→ Exercise instructions: Exact wording is required: give all the records again, minus the pictures.

→ Records supplied:
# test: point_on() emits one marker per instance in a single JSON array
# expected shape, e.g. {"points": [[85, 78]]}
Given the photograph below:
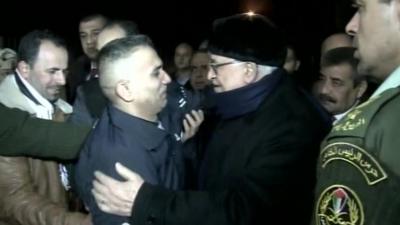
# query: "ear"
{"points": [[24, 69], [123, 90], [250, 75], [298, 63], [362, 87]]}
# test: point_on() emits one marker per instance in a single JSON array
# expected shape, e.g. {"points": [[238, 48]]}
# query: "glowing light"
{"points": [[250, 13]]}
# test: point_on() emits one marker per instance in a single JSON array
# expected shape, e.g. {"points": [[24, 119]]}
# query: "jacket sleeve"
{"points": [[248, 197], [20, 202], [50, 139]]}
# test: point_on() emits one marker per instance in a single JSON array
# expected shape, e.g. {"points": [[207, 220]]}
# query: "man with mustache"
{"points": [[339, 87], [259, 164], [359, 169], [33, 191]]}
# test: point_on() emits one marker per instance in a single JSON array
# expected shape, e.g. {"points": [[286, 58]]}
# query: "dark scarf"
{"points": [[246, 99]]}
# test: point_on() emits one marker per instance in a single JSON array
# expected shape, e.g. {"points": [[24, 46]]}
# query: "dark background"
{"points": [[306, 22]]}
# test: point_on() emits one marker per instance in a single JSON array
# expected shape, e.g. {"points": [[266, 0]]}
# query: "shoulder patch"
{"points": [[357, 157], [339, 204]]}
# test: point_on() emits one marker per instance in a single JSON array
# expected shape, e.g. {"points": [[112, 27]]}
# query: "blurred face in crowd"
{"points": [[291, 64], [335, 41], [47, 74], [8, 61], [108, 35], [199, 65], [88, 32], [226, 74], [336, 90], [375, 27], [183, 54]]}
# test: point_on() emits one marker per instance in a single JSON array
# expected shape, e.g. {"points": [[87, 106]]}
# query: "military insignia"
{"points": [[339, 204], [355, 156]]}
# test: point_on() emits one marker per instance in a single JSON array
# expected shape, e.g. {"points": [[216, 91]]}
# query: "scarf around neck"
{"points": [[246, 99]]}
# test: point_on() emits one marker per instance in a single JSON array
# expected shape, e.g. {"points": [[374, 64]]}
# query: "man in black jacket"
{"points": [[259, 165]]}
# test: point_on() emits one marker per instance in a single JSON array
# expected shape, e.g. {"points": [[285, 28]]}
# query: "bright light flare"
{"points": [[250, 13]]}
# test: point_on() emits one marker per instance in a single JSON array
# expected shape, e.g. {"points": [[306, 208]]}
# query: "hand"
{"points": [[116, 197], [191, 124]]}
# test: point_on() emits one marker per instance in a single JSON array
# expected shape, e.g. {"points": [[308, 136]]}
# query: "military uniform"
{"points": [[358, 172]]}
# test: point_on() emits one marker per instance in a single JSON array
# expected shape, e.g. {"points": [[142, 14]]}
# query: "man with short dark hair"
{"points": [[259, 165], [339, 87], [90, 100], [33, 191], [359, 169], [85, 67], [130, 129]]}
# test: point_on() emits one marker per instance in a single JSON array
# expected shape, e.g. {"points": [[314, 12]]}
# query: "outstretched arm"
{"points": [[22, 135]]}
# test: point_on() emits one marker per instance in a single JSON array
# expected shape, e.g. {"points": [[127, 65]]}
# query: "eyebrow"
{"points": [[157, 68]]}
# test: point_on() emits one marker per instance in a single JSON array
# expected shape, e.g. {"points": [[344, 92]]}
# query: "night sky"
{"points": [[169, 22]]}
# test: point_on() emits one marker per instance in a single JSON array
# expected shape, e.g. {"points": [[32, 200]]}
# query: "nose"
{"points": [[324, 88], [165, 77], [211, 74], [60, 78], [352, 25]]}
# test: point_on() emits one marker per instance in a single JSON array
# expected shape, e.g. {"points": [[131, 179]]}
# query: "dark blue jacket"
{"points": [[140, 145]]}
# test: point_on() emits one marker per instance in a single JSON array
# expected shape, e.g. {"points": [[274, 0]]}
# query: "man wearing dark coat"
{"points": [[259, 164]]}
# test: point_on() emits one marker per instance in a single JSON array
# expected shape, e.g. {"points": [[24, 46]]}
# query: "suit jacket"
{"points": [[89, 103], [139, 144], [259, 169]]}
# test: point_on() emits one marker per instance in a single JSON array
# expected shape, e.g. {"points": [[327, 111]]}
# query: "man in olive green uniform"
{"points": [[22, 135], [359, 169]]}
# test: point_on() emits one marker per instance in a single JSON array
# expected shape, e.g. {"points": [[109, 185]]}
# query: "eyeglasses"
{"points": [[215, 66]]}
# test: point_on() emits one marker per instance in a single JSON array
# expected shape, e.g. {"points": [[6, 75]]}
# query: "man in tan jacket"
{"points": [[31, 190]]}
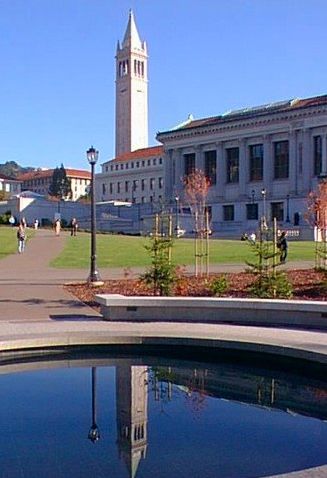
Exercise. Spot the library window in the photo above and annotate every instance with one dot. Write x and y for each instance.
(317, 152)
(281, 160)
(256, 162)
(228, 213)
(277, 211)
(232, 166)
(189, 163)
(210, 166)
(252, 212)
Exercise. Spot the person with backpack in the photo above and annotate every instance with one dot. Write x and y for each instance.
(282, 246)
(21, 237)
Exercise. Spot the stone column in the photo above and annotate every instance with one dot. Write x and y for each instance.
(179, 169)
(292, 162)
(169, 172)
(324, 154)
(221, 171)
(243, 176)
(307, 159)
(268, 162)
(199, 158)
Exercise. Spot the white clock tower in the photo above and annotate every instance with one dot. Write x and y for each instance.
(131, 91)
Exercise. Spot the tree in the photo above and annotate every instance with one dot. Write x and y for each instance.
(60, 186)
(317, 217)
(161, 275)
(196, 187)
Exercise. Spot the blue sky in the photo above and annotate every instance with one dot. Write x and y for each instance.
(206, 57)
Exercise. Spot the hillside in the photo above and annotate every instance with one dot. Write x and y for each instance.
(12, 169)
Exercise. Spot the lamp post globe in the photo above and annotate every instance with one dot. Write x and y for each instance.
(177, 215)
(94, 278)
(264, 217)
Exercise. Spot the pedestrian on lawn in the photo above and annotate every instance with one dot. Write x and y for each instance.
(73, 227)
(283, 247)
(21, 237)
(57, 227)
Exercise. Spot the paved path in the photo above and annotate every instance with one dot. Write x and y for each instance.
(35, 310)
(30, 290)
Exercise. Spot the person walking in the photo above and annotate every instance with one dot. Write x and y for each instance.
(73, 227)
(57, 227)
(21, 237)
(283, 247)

→ Answer to this task:
# test: point_on() emits one marker per instance in a single JSON array
# expected shape, e.g. {"points": [[85, 78]]}
Given the photograph below:
# query: "ear"
{"points": [[24, 69], [123, 90], [250, 75], [298, 63], [362, 87]]}
# test: point_on() emits one marker per instance in a single JSON array
# expected shape, e.g. {"points": [[238, 48]]}
# query: "glowing light"
{"points": [[250, 13]]}
# test: point_on() emits one marker per instance in a single JSON array
# expected shape, e.g. {"points": [[24, 119]]}
# query: "jacket sleeve"
{"points": [[248, 197], [20, 202], [50, 139]]}
# test: point_on() emits one marker per instance in a single JSON array
# expected shape, e.g. {"points": [[207, 220]]}
# query: "man with mustache"
{"points": [[339, 87], [259, 164], [359, 169], [33, 191]]}
# test: point_on() emits one marker per instance in a single JSON array
# expected shape, e.g. {"points": [[286, 58]]}
# query: "dark scarf"
{"points": [[246, 99]]}
# test: point_on() emits one marker per instance in a single JSON array
# expected shape, e.g. {"points": [[24, 46]]}
# query: "dark background"
{"points": [[306, 22]]}
# test: point_on() emits one marker per instance in a single JSON array
# expected shape, e.g. {"points": [[266, 0]]}
# query: "shoulder patch"
{"points": [[357, 157], [339, 204]]}
# test: point_on() emits one marker per instance in a single JSON array
# expected shape, e.g. {"points": [[112, 27]]}
# query: "blurred face in crowd"
{"points": [[291, 64], [335, 41], [47, 74], [8, 61], [108, 35], [199, 65], [88, 32], [226, 74], [336, 90], [375, 27], [183, 54]]}
# test: point_on() emits one marker per instance in a single JSON array
# expected shape, e.g. {"points": [[87, 106]]}
# query: "military insignia"
{"points": [[339, 204], [355, 156]]}
# test: point_on() emits one marker per instance in a single JSON array
# expected shape, e.g. {"points": [[216, 91]]}
# query: "scarf around neck"
{"points": [[246, 99]]}
# test: point_on() emits one marker per instance in a single JSON array
# expected shape, e.g. {"points": [[374, 64]]}
# query: "man in black jacket"
{"points": [[259, 165]]}
# test: point_on() emits one marker per instance in a single JSON array
# expected shape, e.g. {"points": [[285, 28]]}
# query: "bright light flare"
{"points": [[250, 13]]}
# test: point_on() emits one marker per instance in a single JSON array
# expected shape, e.g. {"points": [[306, 208]]}
# query: "hand"
{"points": [[116, 197], [191, 124]]}
# test: point_on() emits one marker per instance in a single JSON array
# expected shape, e.g. {"points": [[308, 136]]}
# query: "military uniform"
{"points": [[358, 172]]}
# test: point_on() emits one marker per instance in a single JSON array
# expected shape, e.g. {"points": [[142, 14]]}
# query: "man with short dark hair"
{"points": [[259, 165], [339, 87], [90, 100], [33, 191], [359, 169], [85, 67], [130, 129]]}
# test: point_on() emits one marker per instance in a single JSON array
# expected shape, e.g. {"points": [[314, 12]]}
# query: "outstretched arm"
{"points": [[22, 135]]}
# test: point_on() emits one marker per instance in a single JSON array
# expected shape, e.g. {"points": [[127, 65]]}
# query: "eyebrow"
{"points": [[157, 68]]}
# test: point_on() emits one marker per instance in a single JSON array
# expected shape, e.g. {"points": [[344, 92]]}
# query: "night sky"
{"points": [[169, 22]]}
# test: point_on() emits one marker per instance in a single JSON array
# expected shape, e.g. {"points": [[32, 200]]}
# query: "nose"
{"points": [[324, 88], [165, 77], [211, 74], [60, 78], [352, 25]]}
# test: point_on() emits one marker per instance in a single JSON array
# expected shape, e.g. {"points": [[131, 179]]}
# query: "dark blue jacket"
{"points": [[140, 145]]}
# test: point_on() emits one marker per instance in a single JSON array
# expected shape, e.g. {"points": [[274, 0]]}
# query: "man wearing dark coat"
{"points": [[259, 164]]}
# test: point_on() emits one marker per instance in a single JSON array
# expected shape, e.g. {"points": [[24, 46]]}
# query: "suit jacket"
{"points": [[89, 103], [139, 144], [259, 169]]}
# test: point_on() emits one marker per instance in a single JSON array
# expected shape, e.g. {"points": [[327, 111]]}
# query: "man in olive green uniform"
{"points": [[22, 135], [359, 169]]}
# test: point_on() emits one marker per instance in a single JSON array
# expected shape, e.g. {"points": [[109, 185]]}
# query: "eyeglasses"
{"points": [[215, 66]]}
# test: point_on() emits one marker per instance in a single JSON array
# expected shape, e.g. {"points": [[6, 75]]}
# query: "man in tan jacket"
{"points": [[31, 190]]}
Exercise. Spot the library window in the photo above and annotate every instance with one dot. Write x and y for each instance.
(317, 152)
(281, 160)
(256, 162)
(228, 213)
(277, 211)
(232, 166)
(189, 163)
(210, 166)
(252, 212)
Exercise. Spot the person with backpack in the photo above and annotate every instance with one dot. Write x and y for each instance.
(282, 246)
(21, 237)
Exercise. Spot the stone column in the photo above and annotate every instance with one dot. Write x and y for each instance.
(179, 169)
(292, 162)
(169, 172)
(324, 154)
(221, 171)
(243, 176)
(307, 159)
(268, 162)
(199, 158)
Exercise. Spot the white clock tower in the photo above and annotate every instance with one dot. Write x and y for each instance.
(131, 91)
Exercise. Spot the tree in the photo above and annotate every instance with one dot. Write x and y for each instance.
(60, 186)
(317, 217)
(161, 275)
(196, 187)
Exercise. Spot the blue sky in the photo above and annotate every instance with one dot. Write x and y for each instance.
(206, 57)
Exercise. Spot the hillside in the photo above and annotate every instance with one dot. Write x and y for each instance.
(12, 169)
Exercise. Spot the lamp post globe in the photo above and annotate every instance with one dot. Write x and y for each instance.
(177, 215)
(94, 278)
(264, 217)
Exercise. Spot the pedestrian on lawn in the photo above and annotate every instance with one dot. Write x and y for each instance.
(73, 227)
(283, 247)
(21, 237)
(57, 227)
Exercise. Spot the paved path in the photo above and annotate every instance with one dot. Write x and y for each instance.
(35, 310)
(30, 290)
Exercise. Spot the person walking in the photo above and annotate every instance with one dot. Write x and y for each instance.
(73, 227)
(57, 227)
(21, 237)
(283, 247)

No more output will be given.